# QUOTED PASSAGE
If so, we consider this tainted data being propagated by the
code under analysis. Note that the current thread identifier
is mapped into a well-known virtual address in Windows.
Hence, obtaining its value is straightforward.
Note that the strategy described above will detect all
taint-related action on behalf of the malicious code, given
that they are performed in the same thread context. While
this is true most of the time, there are cases in which the
actual taint propagation occurs in an asynchronous fashion.
For example, when the code calls an API function asynchronously to save the tainted data to a file, the API function immediately returns to the caller. The actual action
that is requested is performed later. We have identified several kernel API calls (dealing with filesystem and network
access) that may be used asynchronously. When such a function is invoked, we analyze the stack pointers to determine
whether both the code under analysis is calling this function and the input buffer is tainted. If this is the case, we
treat this tainted buffer as being propagated by the analyzed
sample.
3.3 Automated Testing and Taint Graph Generation
3.3.1 Automated Testing
The test engine in Panorama allows us to perform the
analysis of samples and the detection of malicious code without human intervention. It executes a number of test cases
that mimic common tasks that a user might perform, such
as editing text in an editor, visiting several websites, and
so on. The specific test cases used in our experiments will
be discussed in Section 4.1. To automatically run tests, our
test engine is equipped with scripts that execute all steps
necessary for each test case. For our current implementation, these scripts are based on the open source program
AutoHotkey [1]. Scripts can be either manually written or
automatically generated by recording user actions while a
task is performed.

# RECORDS FOR THIS EXERCISE
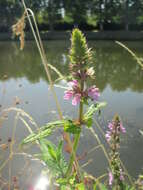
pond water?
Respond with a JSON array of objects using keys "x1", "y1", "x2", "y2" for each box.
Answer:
[{"x1": 0, "y1": 41, "x2": 143, "y2": 188}]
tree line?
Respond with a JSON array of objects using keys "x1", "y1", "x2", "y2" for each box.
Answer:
[{"x1": 0, "y1": 0, "x2": 143, "y2": 32}]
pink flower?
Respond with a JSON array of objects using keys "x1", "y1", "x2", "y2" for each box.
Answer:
[
  {"x1": 120, "y1": 169, "x2": 124, "y2": 181},
  {"x1": 88, "y1": 86, "x2": 100, "y2": 101},
  {"x1": 64, "y1": 90, "x2": 73, "y2": 100},
  {"x1": 68, "y1": 80, "x2": 78, "y2": 89},
  {"x1": 72, "y1": 93, "x2": 81, "y2": 106},
  {"x1": 64, "y1": 80, "x2": 81, "y2": 106},
  {"x1": 120, "y1": 123, "x2": 126, "y2": 133},
  {"x1": 108, "y1": 171, "x2": 114, "y2": 185},
  {"x1": 108, "y1": 122, "x2": 113, "y2": 131},
  {"x1": 105, "y1": 131, "x2": 111, "y2": 142}
]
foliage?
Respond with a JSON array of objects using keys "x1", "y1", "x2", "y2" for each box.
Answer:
[
  {"x1": 0, "y1": 0, "x2": 143, "y2": 30},
  {"x1": 36, "y1": 138, "x2": 67, "y2": 178}
]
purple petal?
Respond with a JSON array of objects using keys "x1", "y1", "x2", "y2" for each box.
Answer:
[
  {"x1": 68, "y1": 80, "x2": 78, "y2": 88},
  {"x1": 108, "y1": 172, "x2": 113, "y2": 185},
  {"x1": 64, "y1": 90, "x2": 73, "y2": 100},
  {"x1": 88, "y1": 86, "x2": 100, "y2": 101},
  {"x1": 108, "y1": 122, "x2": 113, "y2": 131},
  {"x1": 72, "y1": 94, "x2": 81, "y2": 106},
  {"x1": 120, "y1": 123, "x2": 126, "y2": 133}
]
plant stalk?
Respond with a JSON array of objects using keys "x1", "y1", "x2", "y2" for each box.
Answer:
[{"x1": 66, "y1": 77, "x2": 84, "y2": 178}]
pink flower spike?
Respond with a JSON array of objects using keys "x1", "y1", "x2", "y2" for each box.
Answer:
[
  {"x1": 72, "y1": 93, "x2": 81, "y2": 106},
  {"x1": 88, "y1": 86, "x2": 100, "y2": 101},
  {"x1": 105, "y1": 131, "x2": 111, "y2": 142},
  {"x1": 108, "y1": 172, "x2": 114, "y2": 185},
  {"x1": 64, "y1": 90, "x2": 73, "y2": 100},
  {"x1": 120, "y1": 123, "x2": 126, "y2": 133},
  {"x1": 68, "y1": 80, "x2": 78, "y2": 88},
  {"x1": 120, "y1": 169, "x2": 124, "y2": 181}
]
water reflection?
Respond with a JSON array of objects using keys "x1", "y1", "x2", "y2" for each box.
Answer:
[{"x1": 0, "y1": 41, "x2": 143, "y2": 92}]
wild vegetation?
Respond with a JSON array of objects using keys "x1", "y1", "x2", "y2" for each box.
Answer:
[
  {"x1": 0, "y1": 0, "x2": 143, "y2": 32},
  {"x1": 0, "y1": 0, "x2": 143, "y2": 190}
]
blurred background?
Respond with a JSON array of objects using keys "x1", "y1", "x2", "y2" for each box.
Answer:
[{"x1": 0, "y1": 0, "x2": 143, "y2": 32}]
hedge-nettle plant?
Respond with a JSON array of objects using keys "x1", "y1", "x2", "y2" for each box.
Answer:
[
  {"x1": 12, "y1": 3, "x2": 143, "y2": 190},
  {"x1": 105, "y1": 115, "x2": 126, "y2": 190}
]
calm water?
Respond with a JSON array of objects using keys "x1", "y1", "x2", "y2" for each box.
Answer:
[{"x1": 0, "y1": 41, "x2": 143, "y2": 187}]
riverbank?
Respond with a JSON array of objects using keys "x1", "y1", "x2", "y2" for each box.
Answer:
[{"x1": 0, "y1": 31, "x2": 143, "y2": 41}]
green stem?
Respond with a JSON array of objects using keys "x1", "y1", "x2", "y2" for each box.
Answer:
[{"x1": 66, "y1": 77, "x2": 84, "y2": 176}]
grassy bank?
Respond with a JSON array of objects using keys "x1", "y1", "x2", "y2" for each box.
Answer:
[{"x1": 0, "y1": 31, "x2": 143, "y2": 41}]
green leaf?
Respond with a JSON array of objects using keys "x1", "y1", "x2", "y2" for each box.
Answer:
[
  {"x1": 48, "y1": 145, "x2": 57, "y2": 160},
  {"x1": 83, "y1": 102, "x2": 106, "y2": 127},
  {"x1": 64, "y1": 120, "x2": 81, "y2": 134},
  {"x1": 100, "y1": 184, "x2": 108, "y2": 190},
  {"x1": 93, "y1": 183, "x2": 97, "y2": 190},
  {"x1": 56, "y1": 178, "x2": 68, "y2": 185},
  {"x1": 57, "y1": 140, "x2": 63, "y2": 162},
  {"x1": 86, "y1": 118, "x2": 93, "y2": 128},
  {"x1": 21, "y1": 120, "x2": 66, "y2": 145},
  {"x1": 76, "y1": 183, "x2": 85, "y2": 190}
]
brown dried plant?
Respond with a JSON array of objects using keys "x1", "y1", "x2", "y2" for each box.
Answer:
[{"x1": 12, "y1": 12, "x2": 26, "y2": 50}]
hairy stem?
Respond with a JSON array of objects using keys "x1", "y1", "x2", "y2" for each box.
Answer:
[{"x1": 66, "y1": 77, "x2": 84, "y2": 177}]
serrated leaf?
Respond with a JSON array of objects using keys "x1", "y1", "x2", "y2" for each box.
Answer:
[
  {"x1": 64, "y1": 120, "x2": 81, "y2": 134},
  {"x1": 21, "y1": 120, "x2": 66, "y2": 144},
  {"x1": 100, "y1": 184, "x2": 108, "y2": 190},
  {"x1": 48, "y1": 145, "x2": 57, "y2": 160},
  {"x1": 76, "y1": 183, "x2": 85, "y2": 190},
  {"x1": 86, "y1": 118, "x2": 93, "y2": 128}
]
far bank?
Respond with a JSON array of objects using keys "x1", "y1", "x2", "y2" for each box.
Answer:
[{"x1": 0, "y1": 31, "x2": 143, "y2": 41}]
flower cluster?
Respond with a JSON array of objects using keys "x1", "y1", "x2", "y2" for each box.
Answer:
[
  {"x1": 64, "y1": 29, "x2": 100, "y2": 106},
  {"x1": 64, "y1": 80, "x2": 100, "y2": 106},
  {"x1": 105, "y1": 116, "x2": 126, "y2": 186},
  {"x1": 105, "y1": 121, "x2": 126, "y2": 142}
]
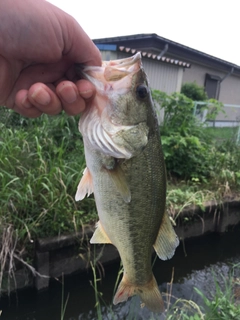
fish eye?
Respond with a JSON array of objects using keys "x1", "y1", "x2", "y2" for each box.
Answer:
[{"x1": 136, "y1": 84, "x2": 148, "y2": 99}]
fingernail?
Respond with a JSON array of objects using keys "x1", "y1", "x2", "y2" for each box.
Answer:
[
  {"x1": 31, "y1": 88, "x2": 51, "y2": 106},
  {"x1": 79, "y1": 90, "x2": 93, "y2": 99},
  {"x1": 22, "y1": 96, "x2": 32, "y2": 109},
  {"x1": 59, "y1": 85, "x2": 77, "y2": 104}
]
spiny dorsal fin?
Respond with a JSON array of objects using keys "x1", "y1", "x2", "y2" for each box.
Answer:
[
  {"x1": 90, "y1": 221, "x2": 112, "y2": 243},
  {"x1": 106, "y1": 165, "x2": 131, "y2": 203},
  {"x1": 75, "y1": 168, "x2": 93, "y2": 201},
  {"x1": 153, "y1": 212, "x2": 179, "y2": 260}
]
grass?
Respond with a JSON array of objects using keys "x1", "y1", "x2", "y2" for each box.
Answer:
[
  {"x1": 85, "y1": 258, "x2": 240, "y2": 320},
  {"x1": 0, "y1": 108, "x2": 240, "y2": 298},
  {"x1": 204, "y1": 127, "x2": 238, "y2": 141},
  {"x1": 0, "y1": 107, "x2": 96, "y2": 240}
]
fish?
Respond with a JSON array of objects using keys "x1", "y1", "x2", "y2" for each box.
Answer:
[{"x1": 75, "y1": 52, "x2": 179, "y2": 313}]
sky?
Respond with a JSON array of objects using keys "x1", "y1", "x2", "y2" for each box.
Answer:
[{"x1": 48, "y1": 0, "x2": 240, "y2": 65}]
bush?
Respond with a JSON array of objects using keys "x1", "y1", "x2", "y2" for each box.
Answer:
[{"x1": 153, "y1": 90, "x2": 211, "y2": 180}]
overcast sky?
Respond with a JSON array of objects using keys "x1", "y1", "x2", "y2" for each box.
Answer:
[{"x1": 49, "y1": 0, "x2": 240, "y2": 65}]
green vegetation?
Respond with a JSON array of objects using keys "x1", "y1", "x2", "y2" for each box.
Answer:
[
  {"x1": 0, "y1": 90, "x2": 240, "y2": 245},
  {"x1": 0, "y1": 109, "x2": 96, "y2": 242},
  {"x1": 83, "y1": 261, "x2": 240, "y2": 320},
  {"x1": 0, "y1": 91, "x2": 240, "y2": 320},
  {"x1": 153, "y1": 90, "x2": 240, "y2": 190}
]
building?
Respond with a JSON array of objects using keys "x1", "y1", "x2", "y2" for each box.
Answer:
[{"x1": 93, "y1": 34, "x2": 240, "y2": 125}]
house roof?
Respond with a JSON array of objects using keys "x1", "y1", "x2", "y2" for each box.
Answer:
[
  {"x1": 96, "y1": 43, "x2": 191, "y2": 68},
  {"x1": 93, "y1": 33, "x2": 240, "y2": 75}
]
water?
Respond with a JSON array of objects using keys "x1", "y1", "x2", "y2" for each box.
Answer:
[{"x1": 0, "y1": 222, "x2": 240, "y2": 320}]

# SHORT EXERCISE 1
Tally the lines in the rows that contain the string "flower" and give only that number.
# SHORT EXERCISE 2
Pick up the passage on taint propagation and automated testing in Panorama after its last sentence and continue it.

# RESPONSE 1
3

# RESPONSE 2
Whenever the test engine executes a certain test case, it
introduces input (such as keystrokes or network packets) into
the system. To determine which part of this input should
be tainted (and with which taint label), the test engine cooperates with the taint engine. Currently, our system defines the following nine different types of taint sources: text,
password, HTTP, HTTPS, ICMP, FTP, document, and directory, which will be discussed in Section 4.1. For example,
when editing a document in an editor, the test engine asks
the taint engine to send keystrokes to the editor, and label
them as text; when entering password in a secure web form,
the test engine asks the taint engine to send keystrokes and
label them as password. When considering these cases, it
becomes evident that the taint engine requires support from
the test engine to properly label input. In both cases, the
keystroke information enters the system. However, in the
former case, the keystroke is considered text as it is sent to
the one of the text editors. In the latter, the recipient of
the input is a password field and the keystroke information
is marked as password. Clearly, this information is testspecific and not available at the hardware level. The data
received as a response to the web requests are tainted as
HTTP. The packets received in response to ping requests
are labeled ICMP. The information sent by the FTP server
are marked FTP. Finally, when listing a directory, all accessed disk blocks that hold file directory information are
tainted as directory. The communication between the test
engine and the taint engine is via an intercepted registry
writing API: the test engine writes information into a predetermined registry entry, and taint engine intercepts this
API call and then obtains the information.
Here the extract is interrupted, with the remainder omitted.